━━ Records to process

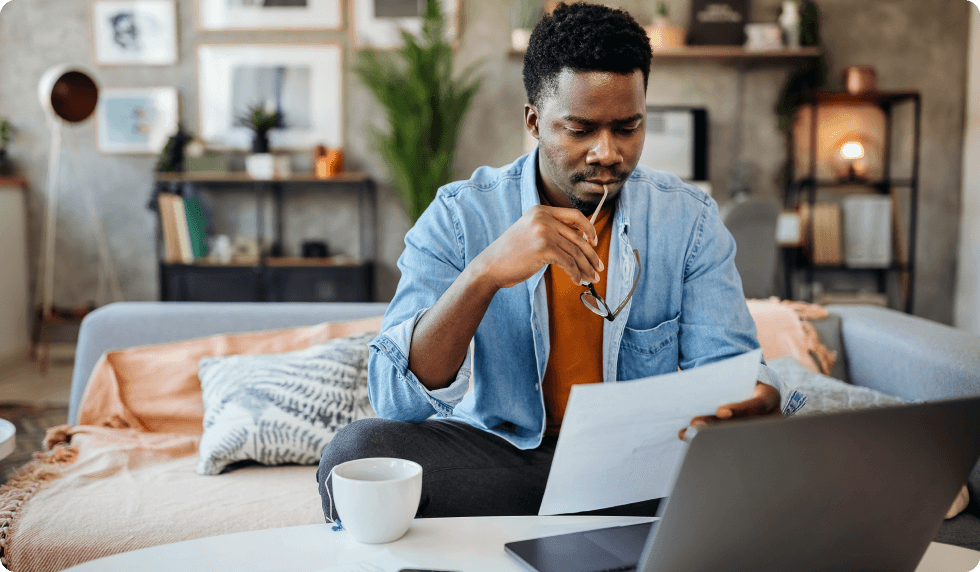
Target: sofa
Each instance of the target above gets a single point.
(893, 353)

━━━━
━━ Records to process

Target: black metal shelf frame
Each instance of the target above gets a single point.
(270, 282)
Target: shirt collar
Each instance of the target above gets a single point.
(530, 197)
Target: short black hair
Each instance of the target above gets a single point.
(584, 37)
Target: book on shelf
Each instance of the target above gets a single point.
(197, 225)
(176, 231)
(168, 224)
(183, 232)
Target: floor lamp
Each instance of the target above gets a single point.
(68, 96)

━━━━

*What the task requires*.
State only the number of lines in the entries above that contain the word "black".

*Worked answer*.
2